E óbvio que a minha intervenção aqui nada contribuiu para a decisão do Governo, nem as minhas diligências pessoais terão sequer elevado o número das solicitações recebidas no Ministério e que, como se diz no preâmbulo, foram consideradas. Pouco importa! Congratulo-me com a publicação do Decreto-Lei n.º 47 713, e como pai felicito o Governo.
Por capricho do destino, a nova disposição entrou em vigor precisamente no ano em que deixei de ter filhos matriculados no ensino primário.
Não deixo, por isso, de estar feliz, até porque não necessitei, como Jacob, de cumprir mais sete anos de trabalho.
Pelo facto recordado, é de admitir que a possibilidade da criação de uma associação de pais, nos moldes que noutra ocasião já aqui defendi, surja, também, de um dia para o outro.
Deus queira, pois continuo a considerar indispensável que os pais, através de uma representação adequada e legal, possam dar o seu testemunho autorizado e insubstituível sobre questões fundamentais que aos filhos dizem respeito.
E tal testemunho tem muito particular importância, como decerto concordarão, nas questões de educação, entre as quais se inclui a que está sendo objecto de apreciação nesta Câmara.
Sabemos que os pais, por falta de tempo, recursos ou competência, não podem, pessoalmente, desempenhar-se da missão que lhes cumpre por direito indiscutível de educar os seus filhos.
É, pois, natural e lógico que a família chame em seu auxílio alguém apto para dar o ensino educativo que compete à acção dos primeiros responsáveis. E este auxiliar da família é a escola. A escola é, por conseguinte, uma instituição originariamente saída da família e não deve nunca perder esta sua índole de auxiliar e sucursal da família.
O professor, que é a alma e a vida da escola, é, pois, um mandatário da família que nele parcialmente delegou a educação dos seus filhos.

**DADOS REGISTADOS**.
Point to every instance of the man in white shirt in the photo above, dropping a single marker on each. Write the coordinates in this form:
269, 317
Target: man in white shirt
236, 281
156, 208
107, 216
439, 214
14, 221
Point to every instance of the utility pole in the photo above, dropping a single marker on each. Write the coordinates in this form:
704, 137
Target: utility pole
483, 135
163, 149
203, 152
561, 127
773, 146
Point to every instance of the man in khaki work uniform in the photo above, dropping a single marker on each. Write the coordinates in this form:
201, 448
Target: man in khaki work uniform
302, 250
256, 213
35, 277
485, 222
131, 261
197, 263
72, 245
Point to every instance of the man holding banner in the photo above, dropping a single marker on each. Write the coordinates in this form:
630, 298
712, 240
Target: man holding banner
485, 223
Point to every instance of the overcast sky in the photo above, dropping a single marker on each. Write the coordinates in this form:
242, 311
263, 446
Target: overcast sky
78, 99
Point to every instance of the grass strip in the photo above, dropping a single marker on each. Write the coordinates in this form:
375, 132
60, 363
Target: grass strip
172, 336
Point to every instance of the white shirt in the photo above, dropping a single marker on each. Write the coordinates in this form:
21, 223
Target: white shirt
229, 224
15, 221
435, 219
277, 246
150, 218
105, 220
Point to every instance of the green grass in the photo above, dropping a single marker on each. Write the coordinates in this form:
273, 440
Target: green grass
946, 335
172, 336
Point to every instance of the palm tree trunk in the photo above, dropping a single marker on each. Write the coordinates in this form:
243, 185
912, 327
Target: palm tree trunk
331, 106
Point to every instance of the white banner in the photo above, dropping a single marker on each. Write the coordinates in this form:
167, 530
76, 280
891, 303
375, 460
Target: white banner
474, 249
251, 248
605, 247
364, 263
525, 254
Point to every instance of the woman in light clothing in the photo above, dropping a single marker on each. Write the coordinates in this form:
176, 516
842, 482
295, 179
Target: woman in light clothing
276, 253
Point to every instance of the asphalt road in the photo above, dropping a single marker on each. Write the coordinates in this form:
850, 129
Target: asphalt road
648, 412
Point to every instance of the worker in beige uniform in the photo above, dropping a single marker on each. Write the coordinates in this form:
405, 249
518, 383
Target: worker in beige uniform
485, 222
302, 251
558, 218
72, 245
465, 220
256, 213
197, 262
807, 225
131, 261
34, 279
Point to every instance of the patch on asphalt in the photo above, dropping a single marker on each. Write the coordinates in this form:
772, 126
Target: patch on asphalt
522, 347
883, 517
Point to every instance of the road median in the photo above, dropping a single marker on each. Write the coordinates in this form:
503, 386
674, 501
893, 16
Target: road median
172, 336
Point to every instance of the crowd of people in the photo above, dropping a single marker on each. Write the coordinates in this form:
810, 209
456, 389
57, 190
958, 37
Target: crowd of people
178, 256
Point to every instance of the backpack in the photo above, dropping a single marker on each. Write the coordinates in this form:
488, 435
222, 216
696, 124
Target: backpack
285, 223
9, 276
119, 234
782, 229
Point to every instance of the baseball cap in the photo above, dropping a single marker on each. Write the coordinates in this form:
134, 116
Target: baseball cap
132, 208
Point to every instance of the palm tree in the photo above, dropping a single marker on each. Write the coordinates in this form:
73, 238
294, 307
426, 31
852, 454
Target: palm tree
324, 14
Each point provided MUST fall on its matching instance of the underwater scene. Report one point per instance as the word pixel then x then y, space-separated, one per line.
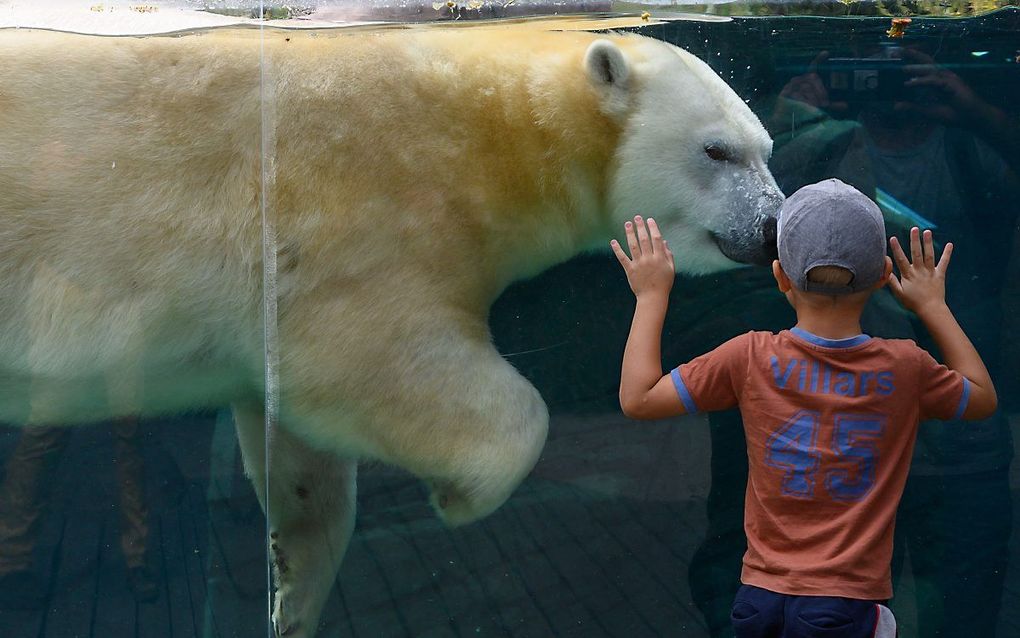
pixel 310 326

* * *

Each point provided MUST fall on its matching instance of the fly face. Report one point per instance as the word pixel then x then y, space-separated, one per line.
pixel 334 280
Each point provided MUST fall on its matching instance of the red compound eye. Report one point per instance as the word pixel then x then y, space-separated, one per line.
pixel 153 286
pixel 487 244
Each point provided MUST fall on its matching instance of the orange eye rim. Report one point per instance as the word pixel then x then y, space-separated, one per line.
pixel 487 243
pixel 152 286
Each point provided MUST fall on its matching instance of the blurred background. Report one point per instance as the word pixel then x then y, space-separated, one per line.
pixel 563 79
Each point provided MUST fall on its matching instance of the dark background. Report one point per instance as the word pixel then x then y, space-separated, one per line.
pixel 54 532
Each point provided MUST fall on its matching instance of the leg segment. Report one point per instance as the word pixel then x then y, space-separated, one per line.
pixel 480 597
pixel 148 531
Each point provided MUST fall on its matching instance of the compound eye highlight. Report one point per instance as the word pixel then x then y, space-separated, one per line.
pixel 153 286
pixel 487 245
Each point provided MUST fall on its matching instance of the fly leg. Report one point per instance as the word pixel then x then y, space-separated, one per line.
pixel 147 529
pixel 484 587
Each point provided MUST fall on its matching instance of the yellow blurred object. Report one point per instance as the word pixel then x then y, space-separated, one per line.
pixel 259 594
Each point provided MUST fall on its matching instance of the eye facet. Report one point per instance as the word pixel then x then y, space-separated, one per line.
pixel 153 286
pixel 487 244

...

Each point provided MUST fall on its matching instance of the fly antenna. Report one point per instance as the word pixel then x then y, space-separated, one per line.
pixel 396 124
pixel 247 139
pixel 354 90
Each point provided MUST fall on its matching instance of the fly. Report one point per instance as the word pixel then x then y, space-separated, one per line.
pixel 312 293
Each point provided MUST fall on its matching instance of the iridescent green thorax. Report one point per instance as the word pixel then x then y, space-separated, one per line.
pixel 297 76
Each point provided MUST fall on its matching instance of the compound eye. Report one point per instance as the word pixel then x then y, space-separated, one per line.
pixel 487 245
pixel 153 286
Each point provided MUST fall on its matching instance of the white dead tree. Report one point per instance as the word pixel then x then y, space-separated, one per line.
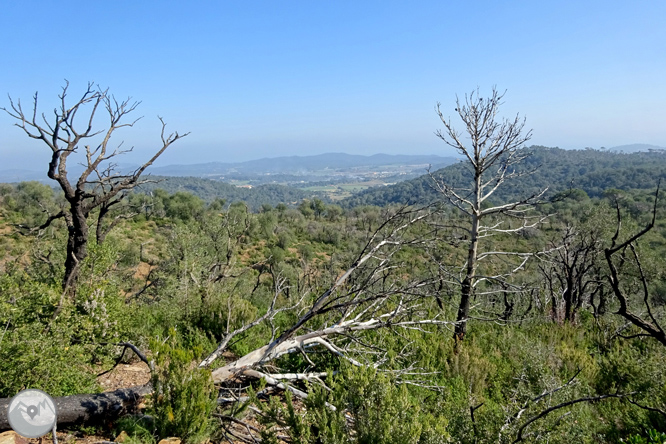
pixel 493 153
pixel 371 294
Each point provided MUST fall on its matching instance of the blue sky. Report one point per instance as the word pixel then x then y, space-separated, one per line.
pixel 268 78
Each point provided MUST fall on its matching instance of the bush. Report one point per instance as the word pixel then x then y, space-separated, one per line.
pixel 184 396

**O QUE FAZER**.
Extraia do excerto, palavra por palavra, o trecho que começa em "E tal testemunho" e termina logo após "educar os seus filhos.". A lista acima provém de outra fonte.

**RESULTADO FINAL**.
E tal testemunho tem muito particular importância, como decerto concordarão, nas questões de educação, entre as quais se inclui a que está sendo objecto de apreciação nesta Câmara.
Sabemos que os pais, por falta de tempo, recursos ou competência, não podem, pessoalmente, desempenhar-se da missão que lhes cumpre por direito indiscutível de educar os seus filhos.